* **EXERCISE DESCRIPTION**
Among the entries, which lines carry the string "below"? Copy every one.

Source records
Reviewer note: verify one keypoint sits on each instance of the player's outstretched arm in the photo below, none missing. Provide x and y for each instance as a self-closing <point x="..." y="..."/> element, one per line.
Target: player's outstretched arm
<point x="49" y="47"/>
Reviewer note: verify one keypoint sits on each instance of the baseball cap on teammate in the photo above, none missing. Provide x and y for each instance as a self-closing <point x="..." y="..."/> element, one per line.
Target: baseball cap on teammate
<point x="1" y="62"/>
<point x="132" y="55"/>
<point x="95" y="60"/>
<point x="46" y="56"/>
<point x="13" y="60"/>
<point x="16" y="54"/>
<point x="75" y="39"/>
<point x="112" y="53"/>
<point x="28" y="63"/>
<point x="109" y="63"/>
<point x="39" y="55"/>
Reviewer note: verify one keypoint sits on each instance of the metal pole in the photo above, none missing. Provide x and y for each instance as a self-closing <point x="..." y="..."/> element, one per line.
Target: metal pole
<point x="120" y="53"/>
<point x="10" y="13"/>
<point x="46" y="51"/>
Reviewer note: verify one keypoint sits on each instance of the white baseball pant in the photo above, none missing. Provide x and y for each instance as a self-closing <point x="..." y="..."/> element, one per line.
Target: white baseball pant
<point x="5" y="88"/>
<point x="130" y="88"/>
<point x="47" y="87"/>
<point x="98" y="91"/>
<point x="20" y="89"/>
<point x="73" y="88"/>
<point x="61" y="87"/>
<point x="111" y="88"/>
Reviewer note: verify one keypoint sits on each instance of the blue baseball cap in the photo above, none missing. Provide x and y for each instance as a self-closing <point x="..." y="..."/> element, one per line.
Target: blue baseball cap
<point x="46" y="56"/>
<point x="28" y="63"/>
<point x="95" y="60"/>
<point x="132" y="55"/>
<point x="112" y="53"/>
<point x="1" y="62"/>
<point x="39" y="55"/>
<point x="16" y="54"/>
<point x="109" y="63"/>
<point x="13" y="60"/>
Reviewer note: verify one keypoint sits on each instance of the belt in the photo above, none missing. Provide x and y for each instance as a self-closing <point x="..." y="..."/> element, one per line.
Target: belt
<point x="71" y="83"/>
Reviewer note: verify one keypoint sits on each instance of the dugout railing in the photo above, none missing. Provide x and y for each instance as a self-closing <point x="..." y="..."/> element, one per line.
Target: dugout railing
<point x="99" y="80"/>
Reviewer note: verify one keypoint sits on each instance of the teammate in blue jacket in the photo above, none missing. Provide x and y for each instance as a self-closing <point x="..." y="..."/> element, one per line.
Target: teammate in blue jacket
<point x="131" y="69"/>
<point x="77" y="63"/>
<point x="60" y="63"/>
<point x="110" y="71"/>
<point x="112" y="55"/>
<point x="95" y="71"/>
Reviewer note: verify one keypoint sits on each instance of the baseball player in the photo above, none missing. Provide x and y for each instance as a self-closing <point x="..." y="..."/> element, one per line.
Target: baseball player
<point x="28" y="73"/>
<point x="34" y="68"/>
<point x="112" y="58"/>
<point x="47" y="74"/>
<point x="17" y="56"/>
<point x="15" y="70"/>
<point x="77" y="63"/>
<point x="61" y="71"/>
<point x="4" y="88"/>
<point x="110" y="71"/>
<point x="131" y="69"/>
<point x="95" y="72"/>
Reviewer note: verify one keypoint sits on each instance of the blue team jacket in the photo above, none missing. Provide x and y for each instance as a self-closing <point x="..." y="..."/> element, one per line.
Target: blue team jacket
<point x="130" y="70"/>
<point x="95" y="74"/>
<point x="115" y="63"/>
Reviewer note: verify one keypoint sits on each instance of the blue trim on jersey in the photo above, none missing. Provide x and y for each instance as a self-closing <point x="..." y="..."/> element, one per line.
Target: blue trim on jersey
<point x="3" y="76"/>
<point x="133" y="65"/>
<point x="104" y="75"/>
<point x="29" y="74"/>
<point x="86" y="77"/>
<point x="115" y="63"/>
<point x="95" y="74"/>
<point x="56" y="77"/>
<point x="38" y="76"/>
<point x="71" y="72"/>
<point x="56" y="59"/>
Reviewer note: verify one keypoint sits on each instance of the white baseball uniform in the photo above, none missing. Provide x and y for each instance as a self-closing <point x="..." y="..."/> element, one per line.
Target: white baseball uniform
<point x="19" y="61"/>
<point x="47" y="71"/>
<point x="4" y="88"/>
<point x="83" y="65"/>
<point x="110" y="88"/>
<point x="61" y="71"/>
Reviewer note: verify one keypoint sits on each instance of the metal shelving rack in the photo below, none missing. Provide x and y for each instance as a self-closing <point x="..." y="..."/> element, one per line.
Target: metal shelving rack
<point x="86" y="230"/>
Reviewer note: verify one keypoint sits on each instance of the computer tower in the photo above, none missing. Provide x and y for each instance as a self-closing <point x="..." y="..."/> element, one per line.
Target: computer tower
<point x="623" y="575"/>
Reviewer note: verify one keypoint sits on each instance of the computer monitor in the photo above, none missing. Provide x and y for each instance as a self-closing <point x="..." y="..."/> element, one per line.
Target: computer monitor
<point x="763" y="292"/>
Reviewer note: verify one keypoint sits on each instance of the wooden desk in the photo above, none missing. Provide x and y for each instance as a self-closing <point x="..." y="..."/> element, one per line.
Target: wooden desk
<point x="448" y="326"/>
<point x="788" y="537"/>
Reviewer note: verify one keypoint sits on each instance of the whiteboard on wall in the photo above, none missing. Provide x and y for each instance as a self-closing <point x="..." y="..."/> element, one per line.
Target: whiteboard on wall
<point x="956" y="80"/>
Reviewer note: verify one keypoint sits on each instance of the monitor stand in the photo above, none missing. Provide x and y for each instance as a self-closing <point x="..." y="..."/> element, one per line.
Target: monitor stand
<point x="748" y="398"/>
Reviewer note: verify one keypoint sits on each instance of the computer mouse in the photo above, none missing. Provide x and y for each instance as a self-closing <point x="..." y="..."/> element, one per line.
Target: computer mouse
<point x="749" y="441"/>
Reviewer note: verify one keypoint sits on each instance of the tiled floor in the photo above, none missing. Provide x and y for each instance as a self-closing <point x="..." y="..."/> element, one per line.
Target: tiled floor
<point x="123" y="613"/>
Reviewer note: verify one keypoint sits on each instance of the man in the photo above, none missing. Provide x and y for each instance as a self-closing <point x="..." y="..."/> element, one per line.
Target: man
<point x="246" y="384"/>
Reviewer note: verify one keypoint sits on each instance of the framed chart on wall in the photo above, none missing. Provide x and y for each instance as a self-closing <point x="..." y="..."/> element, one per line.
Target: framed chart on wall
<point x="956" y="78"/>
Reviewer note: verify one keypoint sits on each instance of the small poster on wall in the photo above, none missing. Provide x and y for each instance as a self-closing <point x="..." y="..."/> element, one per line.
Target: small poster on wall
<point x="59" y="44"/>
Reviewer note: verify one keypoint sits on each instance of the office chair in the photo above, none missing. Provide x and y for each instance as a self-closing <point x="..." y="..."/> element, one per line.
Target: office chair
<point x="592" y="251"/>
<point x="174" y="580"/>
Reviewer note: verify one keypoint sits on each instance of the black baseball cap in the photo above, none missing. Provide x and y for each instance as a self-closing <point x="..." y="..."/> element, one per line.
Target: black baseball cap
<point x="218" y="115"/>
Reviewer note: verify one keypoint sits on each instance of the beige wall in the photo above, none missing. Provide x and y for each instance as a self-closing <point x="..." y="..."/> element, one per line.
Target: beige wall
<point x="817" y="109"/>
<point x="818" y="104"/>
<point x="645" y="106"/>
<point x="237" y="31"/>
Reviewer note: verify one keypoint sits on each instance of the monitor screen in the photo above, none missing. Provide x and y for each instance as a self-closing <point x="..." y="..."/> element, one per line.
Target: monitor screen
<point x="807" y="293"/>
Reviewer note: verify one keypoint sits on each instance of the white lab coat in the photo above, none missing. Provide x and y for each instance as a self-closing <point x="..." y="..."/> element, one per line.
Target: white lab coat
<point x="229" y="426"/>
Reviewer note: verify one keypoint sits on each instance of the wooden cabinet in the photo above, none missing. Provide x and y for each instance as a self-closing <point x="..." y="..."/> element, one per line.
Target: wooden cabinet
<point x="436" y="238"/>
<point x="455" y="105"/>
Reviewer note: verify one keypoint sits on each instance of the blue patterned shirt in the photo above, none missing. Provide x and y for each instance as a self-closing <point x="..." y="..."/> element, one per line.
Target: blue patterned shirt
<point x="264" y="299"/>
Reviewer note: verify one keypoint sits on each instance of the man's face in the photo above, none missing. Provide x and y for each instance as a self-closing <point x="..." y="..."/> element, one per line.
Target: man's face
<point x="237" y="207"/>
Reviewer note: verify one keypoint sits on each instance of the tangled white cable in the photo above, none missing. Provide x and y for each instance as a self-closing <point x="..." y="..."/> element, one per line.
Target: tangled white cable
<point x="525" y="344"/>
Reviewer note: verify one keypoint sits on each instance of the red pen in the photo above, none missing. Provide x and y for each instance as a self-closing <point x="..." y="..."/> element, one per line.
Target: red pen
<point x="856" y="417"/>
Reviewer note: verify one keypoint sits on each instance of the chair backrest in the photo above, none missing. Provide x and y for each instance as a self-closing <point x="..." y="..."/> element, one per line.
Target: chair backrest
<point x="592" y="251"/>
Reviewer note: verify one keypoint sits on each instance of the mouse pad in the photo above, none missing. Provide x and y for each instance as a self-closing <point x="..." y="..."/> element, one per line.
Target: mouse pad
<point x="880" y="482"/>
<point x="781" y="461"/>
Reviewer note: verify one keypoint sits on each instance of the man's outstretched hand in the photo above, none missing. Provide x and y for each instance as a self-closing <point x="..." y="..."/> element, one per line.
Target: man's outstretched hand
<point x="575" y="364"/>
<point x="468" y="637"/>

* **ANSWER SPACE**
Reviewer note: verify one keypoint sits on each instance of the player's outstretched arm in the photo below, none missing. Provide x and y for each instance as a self-closing <point x="..." y="..."/> element, one per line.
Reviewer note: verify one keypoint sits on each instance of the metal shelving rack in the photo below, none missing. Provide x and y for each instance as a self-closing <point x="..." y="..."/> element, one per line.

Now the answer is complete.